§ **WORK TO DO**: Reproduce the data below unchanged, from the line with "Do you spot any white roof" to the line with "[833,241,1027,274]", including both of those lines.

§ **RECORDS PROVIDED**:
┌──
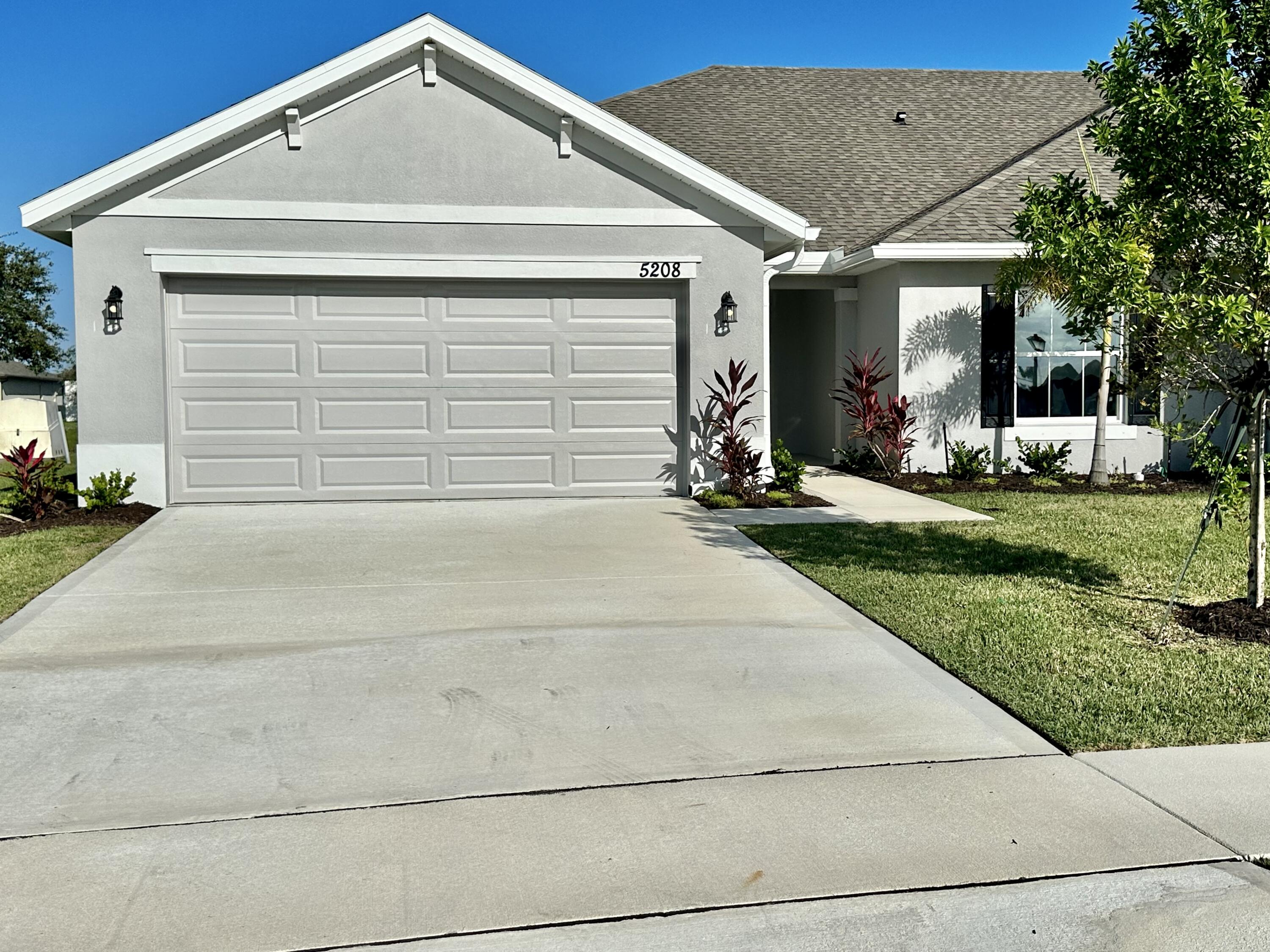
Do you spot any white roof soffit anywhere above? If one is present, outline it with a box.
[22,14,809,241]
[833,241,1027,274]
└──
┌──
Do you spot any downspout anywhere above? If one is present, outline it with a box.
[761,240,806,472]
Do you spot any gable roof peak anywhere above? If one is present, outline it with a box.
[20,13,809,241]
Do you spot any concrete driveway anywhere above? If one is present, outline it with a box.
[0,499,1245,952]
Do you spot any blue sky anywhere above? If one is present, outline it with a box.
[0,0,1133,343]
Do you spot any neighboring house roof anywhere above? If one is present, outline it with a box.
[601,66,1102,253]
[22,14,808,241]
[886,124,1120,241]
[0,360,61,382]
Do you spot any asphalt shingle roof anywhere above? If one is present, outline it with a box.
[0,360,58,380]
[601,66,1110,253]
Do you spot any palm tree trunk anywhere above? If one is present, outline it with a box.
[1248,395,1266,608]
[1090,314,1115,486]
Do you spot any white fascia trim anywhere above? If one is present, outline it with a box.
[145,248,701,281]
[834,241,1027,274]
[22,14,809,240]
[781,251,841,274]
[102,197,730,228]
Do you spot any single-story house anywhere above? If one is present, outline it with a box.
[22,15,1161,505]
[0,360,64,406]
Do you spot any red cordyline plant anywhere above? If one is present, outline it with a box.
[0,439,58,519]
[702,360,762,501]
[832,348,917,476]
└──
§ **WRITTEN REPLY**:
Do you spot any white roof soffit anywhere above? If one is present, outline it with a box.
[22,14,809,241]
[833,241,1027,274]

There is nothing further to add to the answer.